(Dataset records)

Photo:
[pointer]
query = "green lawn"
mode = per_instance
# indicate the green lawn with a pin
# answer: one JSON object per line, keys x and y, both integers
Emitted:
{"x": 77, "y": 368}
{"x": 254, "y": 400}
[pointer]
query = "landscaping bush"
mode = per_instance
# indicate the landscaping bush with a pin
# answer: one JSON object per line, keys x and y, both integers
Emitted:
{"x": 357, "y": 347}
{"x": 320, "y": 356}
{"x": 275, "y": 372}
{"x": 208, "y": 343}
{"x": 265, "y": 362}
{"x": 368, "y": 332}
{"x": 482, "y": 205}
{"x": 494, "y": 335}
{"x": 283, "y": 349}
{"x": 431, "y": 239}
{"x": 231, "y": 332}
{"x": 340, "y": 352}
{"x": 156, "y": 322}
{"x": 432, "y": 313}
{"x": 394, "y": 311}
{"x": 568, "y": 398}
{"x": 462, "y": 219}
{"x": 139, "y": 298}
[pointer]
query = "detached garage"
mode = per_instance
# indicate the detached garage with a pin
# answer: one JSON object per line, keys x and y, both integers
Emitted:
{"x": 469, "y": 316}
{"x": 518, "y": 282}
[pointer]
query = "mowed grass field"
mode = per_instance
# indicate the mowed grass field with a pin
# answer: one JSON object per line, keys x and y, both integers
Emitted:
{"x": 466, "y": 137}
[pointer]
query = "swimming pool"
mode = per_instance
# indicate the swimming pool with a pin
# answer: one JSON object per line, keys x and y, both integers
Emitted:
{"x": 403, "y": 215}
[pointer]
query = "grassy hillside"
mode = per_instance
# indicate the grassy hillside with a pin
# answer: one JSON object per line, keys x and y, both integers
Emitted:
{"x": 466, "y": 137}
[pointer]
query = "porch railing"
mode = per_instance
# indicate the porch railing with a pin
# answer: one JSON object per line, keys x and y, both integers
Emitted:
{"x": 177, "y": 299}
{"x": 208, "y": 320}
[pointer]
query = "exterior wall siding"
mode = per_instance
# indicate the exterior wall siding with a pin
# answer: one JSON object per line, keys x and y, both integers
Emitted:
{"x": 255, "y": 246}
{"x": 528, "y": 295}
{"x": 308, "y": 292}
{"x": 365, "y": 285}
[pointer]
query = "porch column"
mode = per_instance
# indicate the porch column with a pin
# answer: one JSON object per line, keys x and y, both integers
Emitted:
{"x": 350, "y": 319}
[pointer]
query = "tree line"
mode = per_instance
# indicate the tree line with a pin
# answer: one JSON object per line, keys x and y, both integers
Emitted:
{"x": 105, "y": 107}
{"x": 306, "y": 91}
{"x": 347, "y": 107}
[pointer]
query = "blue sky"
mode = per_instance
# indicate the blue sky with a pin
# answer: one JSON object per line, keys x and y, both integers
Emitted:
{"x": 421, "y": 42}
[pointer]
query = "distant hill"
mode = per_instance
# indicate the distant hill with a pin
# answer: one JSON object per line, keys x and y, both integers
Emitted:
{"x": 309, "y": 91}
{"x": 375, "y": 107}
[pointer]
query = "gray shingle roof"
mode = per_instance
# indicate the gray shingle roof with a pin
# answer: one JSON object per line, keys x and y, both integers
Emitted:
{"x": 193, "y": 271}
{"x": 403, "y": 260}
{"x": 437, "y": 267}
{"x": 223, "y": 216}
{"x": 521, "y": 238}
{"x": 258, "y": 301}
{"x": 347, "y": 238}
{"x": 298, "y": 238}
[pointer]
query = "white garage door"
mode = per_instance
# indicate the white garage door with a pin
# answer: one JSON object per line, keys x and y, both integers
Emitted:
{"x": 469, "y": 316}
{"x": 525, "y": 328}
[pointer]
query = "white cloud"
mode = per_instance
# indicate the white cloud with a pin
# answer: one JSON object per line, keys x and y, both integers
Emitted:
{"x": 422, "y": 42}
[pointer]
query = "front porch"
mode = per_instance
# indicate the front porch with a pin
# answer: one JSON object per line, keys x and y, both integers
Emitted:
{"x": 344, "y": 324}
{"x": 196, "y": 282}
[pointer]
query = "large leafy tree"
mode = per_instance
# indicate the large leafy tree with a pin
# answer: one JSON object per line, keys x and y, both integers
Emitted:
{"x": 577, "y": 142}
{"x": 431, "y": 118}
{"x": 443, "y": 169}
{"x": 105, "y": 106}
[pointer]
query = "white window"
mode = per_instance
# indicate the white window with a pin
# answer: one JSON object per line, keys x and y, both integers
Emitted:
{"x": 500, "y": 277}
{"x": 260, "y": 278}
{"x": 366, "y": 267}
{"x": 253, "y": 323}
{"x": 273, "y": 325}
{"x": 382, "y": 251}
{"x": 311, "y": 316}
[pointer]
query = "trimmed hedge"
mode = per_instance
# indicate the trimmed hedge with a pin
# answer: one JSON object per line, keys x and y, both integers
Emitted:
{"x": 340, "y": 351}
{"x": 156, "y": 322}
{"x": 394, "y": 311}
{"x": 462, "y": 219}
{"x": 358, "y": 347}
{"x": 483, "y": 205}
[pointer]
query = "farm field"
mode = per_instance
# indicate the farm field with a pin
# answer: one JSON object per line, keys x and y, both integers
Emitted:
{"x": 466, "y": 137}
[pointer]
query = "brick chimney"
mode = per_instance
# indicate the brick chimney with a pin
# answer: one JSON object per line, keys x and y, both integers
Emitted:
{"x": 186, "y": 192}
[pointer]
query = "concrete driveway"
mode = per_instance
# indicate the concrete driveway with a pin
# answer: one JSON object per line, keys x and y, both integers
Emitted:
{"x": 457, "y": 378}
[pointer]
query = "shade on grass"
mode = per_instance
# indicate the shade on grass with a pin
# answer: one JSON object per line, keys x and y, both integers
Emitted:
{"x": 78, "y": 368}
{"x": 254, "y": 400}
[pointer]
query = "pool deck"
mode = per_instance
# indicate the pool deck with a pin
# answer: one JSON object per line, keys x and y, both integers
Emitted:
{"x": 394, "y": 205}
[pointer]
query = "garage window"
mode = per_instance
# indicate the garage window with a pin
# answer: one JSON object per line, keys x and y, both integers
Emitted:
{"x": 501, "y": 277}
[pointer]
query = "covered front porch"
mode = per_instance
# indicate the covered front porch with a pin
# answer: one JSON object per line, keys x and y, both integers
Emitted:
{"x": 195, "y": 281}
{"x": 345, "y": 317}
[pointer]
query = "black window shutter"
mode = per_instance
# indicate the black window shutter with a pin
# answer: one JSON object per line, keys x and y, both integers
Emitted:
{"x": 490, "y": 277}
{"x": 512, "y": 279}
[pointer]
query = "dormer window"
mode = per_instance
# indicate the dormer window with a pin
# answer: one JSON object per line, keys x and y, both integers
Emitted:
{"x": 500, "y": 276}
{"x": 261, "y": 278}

» Problem to work on
Each line of the data is to be written out again exactly.

» Task result
Photo:
[pointer]
query = "green lawn"
mode = per_instance
# indicate the green lawn with a pin
# answer: one JSON object per line, keys x and y, both integers
Emitted:
{"x": 77, "y": 368}
{"x": 254, "y": 400}
[pointer]
query = "landscaping bush"
mode = per_instance
# indicate the landscaping bush with a pin
# answer: one JSON object per line, keys x and y, both integers
Emitted:
{"x": 357, "y": 347}
{"x": 320, "y": 356}
{"x": 275, "y": 372}
{"x": 208, "y": 343}
{"x": 265, "y": 362}
{"x": 368, "y": 332}
{"x": 482, "y": 205}
{"x": 494, "y": 335}
{"x": 283, "y": 349}
{"x": 431, "y": 239}
{"x": 231, "y": 332}
{"x": 340, "y": 352}
{"x": 156, "y": 322}
{"x": 432, "y": 313}
{"x": 394, "y": 311}
{"x": 568, "y": 398}
{"x": 462, "y": 219}
{"x": 139, "y": 298}
[pointer]
query = "detached garage"
mode = per_instance
# indicate the detached garage with a pin
# answer: one JSON object per line, keys x and y, both integers
Emitted:
{"x": 469, "y": 316}
{"x": 518, "y": 282}
[pointer]
query = "mowed grass field"
mode = per_instance
# indicate the mowed grass field with a pin
# answer: one JSON object per line, keys x and y, both integers
Emitted:
{"x": 466, "y": 137}
[pointer]
query = "swimming pool"
mode = per_instance
# indicate the swimming pool with a pin
# answer: one JSON object per line, keys x and y, both integers
Emitted:
{"x": 403, "y": 215}
[pointer]
query = "grassy hillside"
mode = per_instance
# indicate the grassy hillside with a pin
# answer: one JSON object per line, keys x and y, both integers
Emitted:
{"x": 466, "y": 137}
[pointer]
query = "porch railing"
mode = per_instance
# indicate the porch railing with a pin
# answer: one JSON object per line, keys x and y, both integers
Emitted:
{"x": 177, "y": 299}
{"x": 208, "y": 320}
[pointer]
query = "exterior wall siding"
mode = per_instance
# indicate the exterior wall siding with a pin
# answer: one JSON object per line, keys x and y, both integers
Emitted:
{"x": 255, "y": 246}
{"x": 528, "y": 295}
{"x": 308, "y": 292}
{"x": 365, "y": 285}
[pointer]
query = "porch column"
mode = per_instance
# indicate the porch column with a pin
# answer: one JSON object per line, keys x and y, both integers
Emitted:
{"x": 350, "y": 319}
[pointer]
query = "tree line"
mode = per_instance
# indicate the tree line with a pin
# answer: one JSON object per line, keys x and y, both integers
Emitted:
{"x": 105, "y": 107}
{"x": 306, "y": 91}
{"x": 347, "y": 107}
[pointer]
query = "blue sky"
mode = per_instance
# indicate the blue sky with a pin
# answer: one JSON object per line, keys x and y, both integers
Emitted:
{"x": 421, "y": 42}
[pointer]
query = "distant hill"
mode = per_instance
# indicate the distant hill with a pin
# answer: one JSON object per line, keys x and y, both integers
Emitted:
{"x": 309, "y": 91}
{"x": 375, "y": 107}
[pointer]
query = "gray shingle roof"
mode = per_instance
# indicate the gray shingle roof with a pin
# answer: one JSON object per line, keys x and y, both integers
Emitted:
{"x": 193, "y": 271}
{"x": 403, "y": 260}
{"x": 437, "y": 267}
{"x": 223, "y": 216}
{"x": 521, "y": 238}
{"x": 258, "y": 301}
{"x": 347, "y": 238}
{"x": 298, "y": 238}
[pointer]
query = "white garage door"
mode = per_instance
# indicate the white garage door with a pin
# answer: one JSON object per line, keys x and y, both integers
Emitted:
{"x": 469, "y": 316}
{"x": 525, "y": 328}
[pointer]
query = "white cloud"
mode = per_instance
# indicate the white cloud with a pin
# answer: one JSON object per line, keys x and y, both integers
Emitted:
{"x": 422, "y": 42}
[pointer]
query = "front porch"
mode = per_instance
# indicate the front porch with a pin
# answer: one JSON object per line, keys x and y, both integers
Emitted:
{"x": 344, "y": 324}
{"x": 196, "y": 282}
[pointer]
query = "large leafy tree"
mode = per_instance
# indicate the large leafy tree with a pin
# answer: one JSON object per line, keys x and y, both integers
Emitted:
{"x": 577, "y": 142}
{"x": 431, "y": 118}
{"x": 443, "y": 169}
{"x": 105, "y": 106}
[pointer]
query = "white window"
mode = per_instance
# indicate the white window with a pin
# answer: one JSON object per line, keys x and y, both integers
Emitted:
{"x": 500, "y": 277}
{"x": 260, "y": 278}
{"x": 366, "y": 267}
{"x": 253, "y": 323}
{"x": 273, "y": 325}
{"x": 382, "y": 251}
{"x": 311, "y": 316}
[pointer]
query = "trimmed hedge"
mode = per_instance
# indicate the trimmed hedge with a pin
# answer: one JSON object per line, keys x and y, both integers
Emitted:
{"x": 340, "y": 351}
{"x": 156, "y": 322}
{"x": 394, "y": 311}
{"x": 462, "y": 219}
{"x": 358, "y": 347}
{"x": 483, "y": 205}
[pointer]
query = "farm field"
mode = per_instance
# indicate the farm field with a pin
# answer: one JSON object per line, keys x and y, both integers
Emitted:
{"x": 466, "y": 137}
[pointer]
query = "brick chimney"
mode = per_instance
# indicate the brick chimney with a pin
# answer: one JSON object per line, keys x and y, both integers
Emitted:
{"x": 186, "y": 192}
[pointer]
query = "concrete driveway"
mode = per_instance
# indicate the concrete driveway with a pin
# answer: one JSON object per line, keys x and y, both integers
Emitted:
{"x": 457, "y": 378}
[pointer]
query = "shade on grass"
mode = per_instance
# indicate the shade on grass with a pin
# answer: one JSON object per line, keys x and y, both integers
Emitted:
{"x": 78, "y": 368}
{"x": 254, "y": 400}
[pointer]
query = "pool deck"
mode = per_instance
# indicate the pool deck with a pin
# answer: one JSON object per line, keys x and y, both integers
Emitted:
{"x": 394, "y": 205}
[pointer]
query = "garage window"
mode = per_instance
# indicate the garage window with a pin
# answer: one JSON object per line, keys x and y, both integers
Emitted:
{"x": 501, "y": 277}
[pointer]
query = "covered front porch"
mode = per_instance
# indicate the covered front porch with a pin
# answer: one JSON object per line, keys x and y, both integers
Emitted:
{"x": 195, "y": 281}
{"x": 345, "y": 317}
[pointer]
query = "black window shutter"
mode = per_instance
# indicate the black window shutter with a pin
# answer: one JSON object per line, keys x and y, both integers
Emitted:
{"x": 490, "y": 277}
{"x": 512, "y": 279}
[pointer]
query = "dormer window"
mode = per_instance
# indicate the dormer window with a pin
# answer: one JSON object per line, keys x and y, both integers
Emitted:
{"x": 500, "y": 276}
{"x": 261, "y": 278}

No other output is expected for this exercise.